BRIEF =
From the entries below, pull out every line that contains the string "post" and copy each one in full.

====

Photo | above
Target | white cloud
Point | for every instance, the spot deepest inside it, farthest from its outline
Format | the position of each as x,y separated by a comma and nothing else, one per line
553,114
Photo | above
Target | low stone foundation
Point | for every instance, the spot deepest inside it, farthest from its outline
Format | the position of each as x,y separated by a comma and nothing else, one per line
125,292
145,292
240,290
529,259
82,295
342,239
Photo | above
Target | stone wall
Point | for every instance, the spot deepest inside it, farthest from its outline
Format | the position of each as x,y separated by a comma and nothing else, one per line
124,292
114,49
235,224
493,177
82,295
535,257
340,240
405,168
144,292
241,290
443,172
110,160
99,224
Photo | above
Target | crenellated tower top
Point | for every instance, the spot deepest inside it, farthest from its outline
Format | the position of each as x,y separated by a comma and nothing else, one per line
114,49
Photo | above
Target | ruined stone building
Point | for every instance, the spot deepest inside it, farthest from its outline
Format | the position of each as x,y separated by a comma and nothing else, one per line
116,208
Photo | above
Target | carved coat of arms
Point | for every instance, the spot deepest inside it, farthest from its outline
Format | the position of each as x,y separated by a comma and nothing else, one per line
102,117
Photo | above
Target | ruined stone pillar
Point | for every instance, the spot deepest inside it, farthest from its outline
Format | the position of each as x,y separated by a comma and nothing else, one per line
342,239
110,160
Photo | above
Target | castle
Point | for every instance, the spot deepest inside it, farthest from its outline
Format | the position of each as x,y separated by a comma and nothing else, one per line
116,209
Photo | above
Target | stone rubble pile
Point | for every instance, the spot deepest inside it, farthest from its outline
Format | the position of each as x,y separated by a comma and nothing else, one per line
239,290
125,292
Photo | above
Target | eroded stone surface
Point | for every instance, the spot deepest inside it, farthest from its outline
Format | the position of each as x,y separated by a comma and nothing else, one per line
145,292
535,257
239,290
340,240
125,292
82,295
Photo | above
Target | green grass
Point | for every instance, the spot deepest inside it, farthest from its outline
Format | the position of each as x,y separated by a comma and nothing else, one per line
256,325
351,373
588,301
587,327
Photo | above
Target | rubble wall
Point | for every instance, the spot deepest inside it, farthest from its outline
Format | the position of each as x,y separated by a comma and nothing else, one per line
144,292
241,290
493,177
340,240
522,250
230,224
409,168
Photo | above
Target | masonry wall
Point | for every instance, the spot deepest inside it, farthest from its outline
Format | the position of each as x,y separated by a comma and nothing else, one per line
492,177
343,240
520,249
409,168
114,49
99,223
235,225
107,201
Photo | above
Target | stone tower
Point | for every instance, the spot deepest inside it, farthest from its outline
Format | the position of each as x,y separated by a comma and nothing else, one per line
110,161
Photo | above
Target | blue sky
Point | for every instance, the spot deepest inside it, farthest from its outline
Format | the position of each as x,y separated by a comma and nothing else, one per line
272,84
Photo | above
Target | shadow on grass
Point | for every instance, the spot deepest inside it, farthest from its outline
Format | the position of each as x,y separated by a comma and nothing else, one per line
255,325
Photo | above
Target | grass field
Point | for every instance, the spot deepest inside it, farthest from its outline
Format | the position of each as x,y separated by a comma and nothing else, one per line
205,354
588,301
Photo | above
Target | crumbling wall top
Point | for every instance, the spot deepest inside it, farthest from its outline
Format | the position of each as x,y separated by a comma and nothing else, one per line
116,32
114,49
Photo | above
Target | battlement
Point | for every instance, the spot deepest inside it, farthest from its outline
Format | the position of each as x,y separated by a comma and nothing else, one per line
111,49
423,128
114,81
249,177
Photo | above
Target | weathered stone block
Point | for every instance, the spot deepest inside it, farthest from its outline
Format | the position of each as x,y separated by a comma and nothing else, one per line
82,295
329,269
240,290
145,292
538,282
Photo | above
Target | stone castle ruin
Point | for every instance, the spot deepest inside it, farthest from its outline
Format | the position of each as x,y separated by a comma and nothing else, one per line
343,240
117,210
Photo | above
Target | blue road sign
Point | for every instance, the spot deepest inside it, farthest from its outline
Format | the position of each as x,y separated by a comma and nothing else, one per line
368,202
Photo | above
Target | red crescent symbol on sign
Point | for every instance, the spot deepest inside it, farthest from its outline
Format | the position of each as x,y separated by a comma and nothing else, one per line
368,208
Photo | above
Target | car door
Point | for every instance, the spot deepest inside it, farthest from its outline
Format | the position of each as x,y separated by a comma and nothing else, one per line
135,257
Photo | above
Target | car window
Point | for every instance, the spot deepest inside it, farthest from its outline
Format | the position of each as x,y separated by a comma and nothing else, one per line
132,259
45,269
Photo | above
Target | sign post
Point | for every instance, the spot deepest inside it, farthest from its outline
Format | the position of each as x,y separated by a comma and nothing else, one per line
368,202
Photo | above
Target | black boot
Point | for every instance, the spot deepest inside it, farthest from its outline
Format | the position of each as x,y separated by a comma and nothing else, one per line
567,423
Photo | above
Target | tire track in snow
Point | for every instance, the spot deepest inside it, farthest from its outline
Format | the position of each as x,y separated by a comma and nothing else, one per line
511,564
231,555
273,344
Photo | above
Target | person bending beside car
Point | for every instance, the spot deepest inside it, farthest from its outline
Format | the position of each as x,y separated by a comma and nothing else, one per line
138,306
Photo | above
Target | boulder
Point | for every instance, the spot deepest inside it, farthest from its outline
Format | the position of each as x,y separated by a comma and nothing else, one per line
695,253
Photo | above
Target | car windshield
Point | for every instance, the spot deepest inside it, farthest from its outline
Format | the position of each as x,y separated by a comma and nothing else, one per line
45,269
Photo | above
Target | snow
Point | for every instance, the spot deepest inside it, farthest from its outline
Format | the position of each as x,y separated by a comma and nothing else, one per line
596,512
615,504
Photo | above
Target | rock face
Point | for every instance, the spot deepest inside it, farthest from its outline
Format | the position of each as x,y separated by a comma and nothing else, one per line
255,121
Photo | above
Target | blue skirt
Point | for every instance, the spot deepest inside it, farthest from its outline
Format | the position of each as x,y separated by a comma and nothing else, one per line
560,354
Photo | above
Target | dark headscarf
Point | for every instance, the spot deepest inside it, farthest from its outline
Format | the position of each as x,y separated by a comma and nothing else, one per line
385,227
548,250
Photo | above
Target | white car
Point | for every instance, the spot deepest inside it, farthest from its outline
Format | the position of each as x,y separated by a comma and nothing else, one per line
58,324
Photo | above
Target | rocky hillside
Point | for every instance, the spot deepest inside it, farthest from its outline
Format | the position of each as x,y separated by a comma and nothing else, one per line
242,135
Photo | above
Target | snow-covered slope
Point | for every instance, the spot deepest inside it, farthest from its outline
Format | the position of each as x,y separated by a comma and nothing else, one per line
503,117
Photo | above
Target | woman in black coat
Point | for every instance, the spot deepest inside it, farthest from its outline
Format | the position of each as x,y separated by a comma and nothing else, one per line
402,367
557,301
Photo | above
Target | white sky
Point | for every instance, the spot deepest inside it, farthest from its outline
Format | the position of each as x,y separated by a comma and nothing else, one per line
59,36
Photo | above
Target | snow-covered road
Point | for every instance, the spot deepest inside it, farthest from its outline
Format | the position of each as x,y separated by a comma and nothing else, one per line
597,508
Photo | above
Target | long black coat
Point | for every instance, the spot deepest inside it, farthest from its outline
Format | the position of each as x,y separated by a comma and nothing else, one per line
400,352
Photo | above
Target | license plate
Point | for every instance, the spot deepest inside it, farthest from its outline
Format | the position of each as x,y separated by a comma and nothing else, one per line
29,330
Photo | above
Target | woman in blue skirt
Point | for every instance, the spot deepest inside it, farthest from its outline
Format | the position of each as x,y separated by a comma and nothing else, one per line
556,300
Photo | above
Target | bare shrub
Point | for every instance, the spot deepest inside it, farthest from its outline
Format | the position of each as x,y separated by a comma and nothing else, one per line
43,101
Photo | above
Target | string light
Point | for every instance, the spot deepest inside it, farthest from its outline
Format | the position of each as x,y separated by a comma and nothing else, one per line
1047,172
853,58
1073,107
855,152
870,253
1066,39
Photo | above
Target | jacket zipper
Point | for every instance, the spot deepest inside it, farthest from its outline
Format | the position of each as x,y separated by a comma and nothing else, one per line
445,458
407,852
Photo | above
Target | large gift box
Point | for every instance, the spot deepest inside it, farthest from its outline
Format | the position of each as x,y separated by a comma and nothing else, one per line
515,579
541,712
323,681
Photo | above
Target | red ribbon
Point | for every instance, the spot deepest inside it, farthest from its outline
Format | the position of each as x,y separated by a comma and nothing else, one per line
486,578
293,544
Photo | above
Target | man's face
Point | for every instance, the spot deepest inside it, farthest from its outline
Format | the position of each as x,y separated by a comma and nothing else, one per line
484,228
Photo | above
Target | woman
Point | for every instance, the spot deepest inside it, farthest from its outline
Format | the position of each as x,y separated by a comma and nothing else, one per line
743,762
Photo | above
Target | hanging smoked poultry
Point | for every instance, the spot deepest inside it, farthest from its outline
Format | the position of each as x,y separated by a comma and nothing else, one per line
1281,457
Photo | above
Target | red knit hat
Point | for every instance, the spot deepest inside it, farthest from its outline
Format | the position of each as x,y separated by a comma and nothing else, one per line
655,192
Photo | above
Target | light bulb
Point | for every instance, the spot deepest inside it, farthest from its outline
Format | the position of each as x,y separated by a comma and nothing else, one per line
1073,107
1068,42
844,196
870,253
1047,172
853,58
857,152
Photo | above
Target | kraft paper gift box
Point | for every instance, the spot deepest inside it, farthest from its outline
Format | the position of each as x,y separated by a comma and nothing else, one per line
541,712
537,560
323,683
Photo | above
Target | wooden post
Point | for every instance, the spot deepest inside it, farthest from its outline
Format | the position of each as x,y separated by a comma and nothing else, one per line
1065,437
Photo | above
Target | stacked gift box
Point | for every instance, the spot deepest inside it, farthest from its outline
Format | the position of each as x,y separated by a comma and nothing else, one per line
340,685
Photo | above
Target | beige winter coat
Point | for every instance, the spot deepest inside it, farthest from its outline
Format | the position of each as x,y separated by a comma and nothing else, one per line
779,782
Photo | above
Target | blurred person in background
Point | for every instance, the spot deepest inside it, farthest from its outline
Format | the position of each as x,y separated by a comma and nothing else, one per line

====

WRITTEN ANSWER =
Target | sign post
Target | wooden post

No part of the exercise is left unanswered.